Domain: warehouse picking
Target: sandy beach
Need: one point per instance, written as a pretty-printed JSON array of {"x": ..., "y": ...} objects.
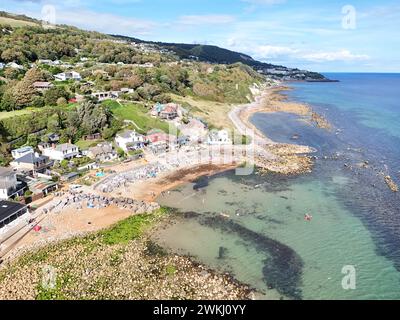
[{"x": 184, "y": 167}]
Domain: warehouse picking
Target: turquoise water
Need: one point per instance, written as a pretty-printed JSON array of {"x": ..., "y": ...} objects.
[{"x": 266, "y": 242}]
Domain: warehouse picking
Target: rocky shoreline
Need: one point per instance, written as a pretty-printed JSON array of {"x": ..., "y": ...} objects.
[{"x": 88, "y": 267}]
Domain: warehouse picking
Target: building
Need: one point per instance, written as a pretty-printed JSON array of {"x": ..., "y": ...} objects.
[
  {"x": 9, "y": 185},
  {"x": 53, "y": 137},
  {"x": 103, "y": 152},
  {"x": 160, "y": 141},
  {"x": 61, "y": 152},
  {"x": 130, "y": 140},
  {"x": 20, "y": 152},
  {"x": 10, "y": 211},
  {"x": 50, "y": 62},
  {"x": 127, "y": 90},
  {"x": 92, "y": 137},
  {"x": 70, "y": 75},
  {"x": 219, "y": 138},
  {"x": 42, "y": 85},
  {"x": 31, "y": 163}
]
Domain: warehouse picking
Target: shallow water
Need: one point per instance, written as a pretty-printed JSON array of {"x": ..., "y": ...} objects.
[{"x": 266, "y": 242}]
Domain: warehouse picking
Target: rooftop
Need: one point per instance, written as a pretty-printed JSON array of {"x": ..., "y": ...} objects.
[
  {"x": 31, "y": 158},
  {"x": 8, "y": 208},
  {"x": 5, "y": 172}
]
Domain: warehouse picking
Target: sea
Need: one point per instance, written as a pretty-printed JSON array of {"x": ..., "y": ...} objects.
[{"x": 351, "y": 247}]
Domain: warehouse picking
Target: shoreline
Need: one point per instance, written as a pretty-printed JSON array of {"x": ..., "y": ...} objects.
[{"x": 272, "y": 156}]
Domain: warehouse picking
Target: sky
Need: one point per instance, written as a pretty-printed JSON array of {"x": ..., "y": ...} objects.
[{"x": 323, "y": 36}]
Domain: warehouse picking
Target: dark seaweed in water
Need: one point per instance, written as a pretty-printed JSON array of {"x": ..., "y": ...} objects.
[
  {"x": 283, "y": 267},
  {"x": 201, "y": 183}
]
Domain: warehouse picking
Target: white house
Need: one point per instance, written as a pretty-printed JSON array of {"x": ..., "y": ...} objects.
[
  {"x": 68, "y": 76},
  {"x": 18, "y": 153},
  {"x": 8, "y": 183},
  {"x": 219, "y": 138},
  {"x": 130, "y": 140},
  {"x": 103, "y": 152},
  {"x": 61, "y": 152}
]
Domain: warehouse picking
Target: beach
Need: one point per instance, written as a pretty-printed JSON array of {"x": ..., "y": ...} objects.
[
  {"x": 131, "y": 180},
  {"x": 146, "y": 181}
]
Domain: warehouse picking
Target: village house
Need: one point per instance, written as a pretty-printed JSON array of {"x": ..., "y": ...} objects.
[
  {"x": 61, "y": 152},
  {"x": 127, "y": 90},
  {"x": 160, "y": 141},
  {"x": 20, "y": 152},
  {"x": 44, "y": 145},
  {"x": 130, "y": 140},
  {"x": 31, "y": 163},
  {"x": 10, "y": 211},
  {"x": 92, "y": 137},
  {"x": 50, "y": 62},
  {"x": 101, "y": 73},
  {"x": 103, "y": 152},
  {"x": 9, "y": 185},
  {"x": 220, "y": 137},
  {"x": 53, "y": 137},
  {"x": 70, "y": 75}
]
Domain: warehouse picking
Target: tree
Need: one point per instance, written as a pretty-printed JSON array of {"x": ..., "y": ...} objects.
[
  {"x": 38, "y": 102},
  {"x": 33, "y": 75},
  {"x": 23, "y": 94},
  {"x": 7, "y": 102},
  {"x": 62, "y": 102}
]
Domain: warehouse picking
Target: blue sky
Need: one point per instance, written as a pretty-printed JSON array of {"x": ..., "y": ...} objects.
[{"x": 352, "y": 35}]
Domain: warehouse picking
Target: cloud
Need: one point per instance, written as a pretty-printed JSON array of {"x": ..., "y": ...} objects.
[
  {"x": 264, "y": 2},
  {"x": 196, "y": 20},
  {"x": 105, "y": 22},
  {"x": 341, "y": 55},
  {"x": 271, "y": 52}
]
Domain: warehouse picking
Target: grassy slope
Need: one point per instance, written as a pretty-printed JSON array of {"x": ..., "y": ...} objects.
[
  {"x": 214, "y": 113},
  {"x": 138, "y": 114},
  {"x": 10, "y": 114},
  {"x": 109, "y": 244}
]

□ □ □ □ □

| What is needed |
Print each of the records above exactly as written, leaving no picture in the copy.

| Answer to the problem |
Domain: warehouse picking
Target: sandy beach
Need: one point per instance, written as a pretty-printed JSON array of {"x": ..., "y": ...} objects.
[{"x": 184, "y": 167}]
Domain: warehouse picking
Target: turquoise water
Need: one point per instance, written as a pretty-printed JSON array of {"x": ..., "y": ...} objects.
[{"x": 266, "y": 242}]
Domain: warehouse picking
Target: rocky shoreline
Need: one point per instance, written as a pretty-printed JSON array of {"x": ..., "y": ...} objects.
[{"x": 88, "y": 267}]
Domain: warehouse picking
Target: building
Need: one point per instance, written as a pretty-printed JSON array of {"x": ..., "y": ...} objects.
[
  {"x": 9, "y": 185},
  {"x": 53, "y": 137},
  {"x": 103, "y": 152},
  {"x": 160, "y": 141},
  {"x": 61, "y": 152},
  {"x": 130, "y": 140},
  {"x": 20, "y": 152},
  {"x": 10, "y": 211},
  {"x": 50, "y": 62},
  {"x": 127, "y": 90},
  {"x": 92, "y": 137},
  {"x": 70, "y": 75},
  {"x": 219, "y": 138},
  {"x": 42, "y": 85},
  {"x": 31, "y": 163}
]
Domain: warehouse picking
Target: shallow water
Need: one point per instance, written as a pretty-printed JSON array of {"x": ..., "y": ...} objects.
[{"x": 266, "y": 242}]
Domain: warehouse picking
Target: rooftop
Need: one point per instance, written as a pretty-printed JSON array of {"x": ..., "y": ...} objects.
[
  {"x": 31, "y": 158},
  {"x": 8, "y": 208},
  {"x": 5, "y": 172}
]
Domain: warehouse picking
Target: sea
Need: one point per instance, written as a pretty-printed JSON array of {"x": ..., "y": ...} objects.
[{"x": 351, "y": 247}]
Domain: warehouse picking
Target: shoreline
Need: one point per instance, written as a pretty-printed JSON array of {"x": ..., "y": ...} objects.
[{"x": 272, "y": 156}]
Domain: warehouse picking
Target: sky
Need: one point per instance, written as a pretty-printed JSON array of {"x": ..., "y": ...} objects.
[{"x": 323, "y": 36}]
Domain: warehouse picking
Target: dark seaweed in water
Need: one point per instance, written as a pretty-printed JSON array of {"x": ..., "y": ...} objects.
[
  {"x": 283, "y": 267},
  {"x": 201, "y": 183}
]
Domain: warehouse picking
Target: white house
Need: one point per instance, written as a pretty-printed JSON array of {"x": ..., "y": ...} objects.
[
  {"x": 68, "y": 76},
  {"x": 18, "y": 153},
  {"x": 8, "y": 183},
  {"x": 219, "y": 138},
  {"x": 130, "y": 140},
  {"x": 103, "y": 152},
  {"x": 61, "y": 152}
]
Domain: warehouse picking
Target: beach
Need: one point per instance, written as a pretty-printed JSON array of {"x": ..., "y": ...} objects.
[
  {"x": 131, "y": 180},
  {"x": 146, "y": 181}
]
Domain: warehouse picking
Target: village house
Need: one point per instance, written as a pretty-printed JSON array of {"x": ..., "y": ...} objects.
[
  {"x": 61, "y": 152},
  {"x": 127, "y": 90},
  {"x": 160, "y": 141},
  {"x": 20, "y": 152},
  {"x": 44, "y": 145},
  {"x": 130, "y": 140},
  {"x": 31, "y": 163},
  {"x": 10, "y": 211},
  {"x": 92, "y": 137},
  {"x": 50, "y": 62},
  {"x": 101, "y": 73},
  {"x": 103, "y": 152},
  {"x": 9, "y": 185},
  {"x": 220, "y": 137},
  {"x": 53, "y": 137},
  {"x": 70, "y": 75}
]
Domain: warehouse picking
Target: tree
Need: one point per instance, written as a pretty-printed JSON array of {"x": ..., "y": ...} objects.
[
  {"x": 38, "y": 102},
  {"x": 33, "y": 75},
  {"x": 23, "y": 94},
  {"x": 7, "y": 102},
  {"x": 62, "y": 102}
]
Domain: warehouse picking
Target: blue sky
Need: one point per instance, written as a pretty-printed JSON array of {"x": ..., "y": ...} objects.
[{"x": 352, "y": 35}]
Domain: warehouse picking
Target: cloud
Need: one point per instance, written as a pretty-printed JSON array of {"x": ..., "y": ...} objects.
[
  {"x": 264, "y": 2},
  {"x": 196, "y": 20},
  {"x": 105, "y": 22},
  {"x": 341, "y": 55},
  {"x": 271, "y": 52}
]
Domain: warehouse picking
Target: grassy slope
Need: one point per instance, written as a pretty-printed JSON array of {"x": ..., "y": ...} objects.
[
  {"x": 214, "y": 113},
  {"x": 138, "y": 114},
  {"x": 10, "y": 114},
  {"x": 109, "y": 244}
]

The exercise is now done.